(begin)
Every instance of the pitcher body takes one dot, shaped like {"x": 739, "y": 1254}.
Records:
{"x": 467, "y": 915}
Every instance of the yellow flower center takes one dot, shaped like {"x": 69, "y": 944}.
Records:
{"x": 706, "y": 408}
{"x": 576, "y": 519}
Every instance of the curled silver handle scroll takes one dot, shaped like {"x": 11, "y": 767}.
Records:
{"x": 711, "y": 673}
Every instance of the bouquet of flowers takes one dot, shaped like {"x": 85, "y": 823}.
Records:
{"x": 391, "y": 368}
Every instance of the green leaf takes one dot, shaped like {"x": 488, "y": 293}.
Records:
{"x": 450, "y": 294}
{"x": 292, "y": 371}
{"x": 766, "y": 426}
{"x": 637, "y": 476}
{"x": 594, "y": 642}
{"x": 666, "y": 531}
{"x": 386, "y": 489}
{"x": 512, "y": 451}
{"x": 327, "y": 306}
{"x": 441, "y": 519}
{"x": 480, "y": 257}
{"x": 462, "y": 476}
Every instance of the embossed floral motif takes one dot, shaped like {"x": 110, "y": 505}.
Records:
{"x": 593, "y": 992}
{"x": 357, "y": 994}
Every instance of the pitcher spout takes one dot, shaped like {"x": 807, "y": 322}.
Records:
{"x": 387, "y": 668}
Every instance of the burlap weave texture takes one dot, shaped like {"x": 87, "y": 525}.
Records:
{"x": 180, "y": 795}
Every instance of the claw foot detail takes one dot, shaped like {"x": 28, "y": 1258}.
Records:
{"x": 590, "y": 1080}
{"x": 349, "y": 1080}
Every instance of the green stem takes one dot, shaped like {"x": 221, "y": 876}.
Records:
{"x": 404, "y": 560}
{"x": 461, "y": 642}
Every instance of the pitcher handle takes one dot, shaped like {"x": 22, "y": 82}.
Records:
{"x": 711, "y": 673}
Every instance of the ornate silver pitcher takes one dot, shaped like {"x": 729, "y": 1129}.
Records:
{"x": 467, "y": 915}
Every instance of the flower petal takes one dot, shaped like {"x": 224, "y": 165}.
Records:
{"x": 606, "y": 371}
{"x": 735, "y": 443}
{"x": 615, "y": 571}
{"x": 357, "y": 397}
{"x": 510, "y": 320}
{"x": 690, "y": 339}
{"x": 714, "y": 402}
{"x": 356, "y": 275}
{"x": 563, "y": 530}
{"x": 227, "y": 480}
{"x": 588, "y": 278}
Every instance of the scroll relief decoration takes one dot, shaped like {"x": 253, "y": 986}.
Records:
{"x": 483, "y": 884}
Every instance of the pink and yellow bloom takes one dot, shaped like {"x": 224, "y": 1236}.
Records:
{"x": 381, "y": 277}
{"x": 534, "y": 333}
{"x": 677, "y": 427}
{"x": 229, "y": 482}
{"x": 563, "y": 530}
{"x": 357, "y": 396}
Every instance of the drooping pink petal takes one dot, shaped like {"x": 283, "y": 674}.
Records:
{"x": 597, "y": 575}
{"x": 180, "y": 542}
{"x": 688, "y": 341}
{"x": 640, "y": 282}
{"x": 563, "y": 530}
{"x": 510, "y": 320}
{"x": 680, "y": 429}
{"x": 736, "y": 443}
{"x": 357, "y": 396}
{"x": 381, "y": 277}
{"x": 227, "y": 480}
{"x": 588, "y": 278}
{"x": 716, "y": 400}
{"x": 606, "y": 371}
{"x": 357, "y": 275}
(end)
* _WHAT IS ASKED_:
Rewrite all of the material above, replacing every "dot" with "point" and leaving everything else unchanged.

* _RESPONSE_:
Every instance of the pitcher body takes one point, shaped like {"x": 739, "y": 1254}.
Records:
{"x": 467, "y": 915}
Every instance of the yellow flower center takes one point, shaped like {"x": 69, "y": 944}.
Records:
{"x": 706, "y": 408}
{"x": 576, "y": 519}
Every instance of the curled silver handle scroll takes one point, shaped like {"x": 11, "y": 767}.
Records:
{"x": 711, "y": 673}
Every instance of the bouquet of flowers takes one point, shaped like {"x": 85, "y": 823}.
Records:
{"x": 391, "y": 368}
Every instance of the green leaf takes one point, shaped like {"x": 488, "y": 293}.
Records:
{"x": 450, "y": 294}
{"x": 292, "y": 371}
{"x": 766, "y": 426}
{"x": 637, "y": 476}
{"x": 594, "y": 642}
{"x": 666, "y": 531}
{"x": 386, "y": 489}
{"x": 512, "y": 451}
{"x": 327, "y": 306}
{"x": 441, "y": 519}
{"x": 480, "y": 257}
{"x": 462, "y": 476}
Every instance of the embossed floral motif takes one point, shaped like {"x": 110, "y": 505}.
Records:
{"x": 593, "y": 992}
{"x": 357, "y": 994}
Every instance of the pitcher spout takes one point, shaped like {"x": 807, "y": 322}.
Records:
{"x": 387, "y": 668}
Every instance of the burlap weave texture takes one point, shaped like {"x": 87, "y": 525}.
Records:
{"x": 180, "y": 795}
Every instance of the claw foot detail takes one point, shaped like {"x": 28, "y": 1258}.
Records:
{"x": 590, "y": 1080}
{"x": 349, "y": 1080}
Every instance of the green stem takes one point, shaped like {"x": 221, "y": 876}.
Records:
{"x": 404, "y": 560}
{"x": 461, "y": 642}
Every instance of the pitcher handle takes one point, shaped like {"x": 22, "y": 82}.
Records:
{"x": 711, "y": 673}
Every instance of the ornate silver pitcher takes one point, shaped like {"x": 729, "y": 1129}.
Records:
{"x": 467, "y": 915}
Every instance of the flower petal takes one point, shaped like {"x": 224, "y": 165}.
Records:
{"x": 606, "y": 371}
{"x": 735, "y": 443}
{"x": 615, "y": 571}
{"x": 357, "y": 397}
{"x": 510, "y": 320}
{"x": 690, "y": 339}
{"x": 714, "y": 402}
{"x": 356, "y": 275}
{"x": 563, "y": 530}
{"x": 227, "y": 480}
{"x": 588, "y": 278}
Every instance of the scroll relief decoration takes one point, shaped like {"x": 253, "y": 986}.
Records:
{"x": 483, "y": 884}
Every instance of the pink and yellow bloom takes one point, shaped like {"x": 224, "y": 1236}.
Records:
{"x": 381, "y": 277}
{"x": 534, "y": 333}
{"x": 677, "y": 427}
{"x": 229, "y": 482}
{"x": 563, "y": 530}
{"x": 357, "y": 396}
Every instance of the drooping pink petal takes one point, shaped like {"x": 283, "y": 674}.
Records:
{"x": 597, "y": 575}
{"x": 180, "y": 542}
{"x": 688, "y": 341}
{"x": 640, "y": 282}
{"x": 563, "y": 530}
{"x": 510, "y": 320}
{"x": 680, "y": 429}
{"x": 736, "y": 443}
{"x": 357, "y": 396}
{"x": 381, "y": 277}
{"x": 227, "y": 480}
{"x": 588, "y": 278}
{"x": 716, "y": 400}
{"x": 606, "y": 371}
{"x": 357, "y": 275}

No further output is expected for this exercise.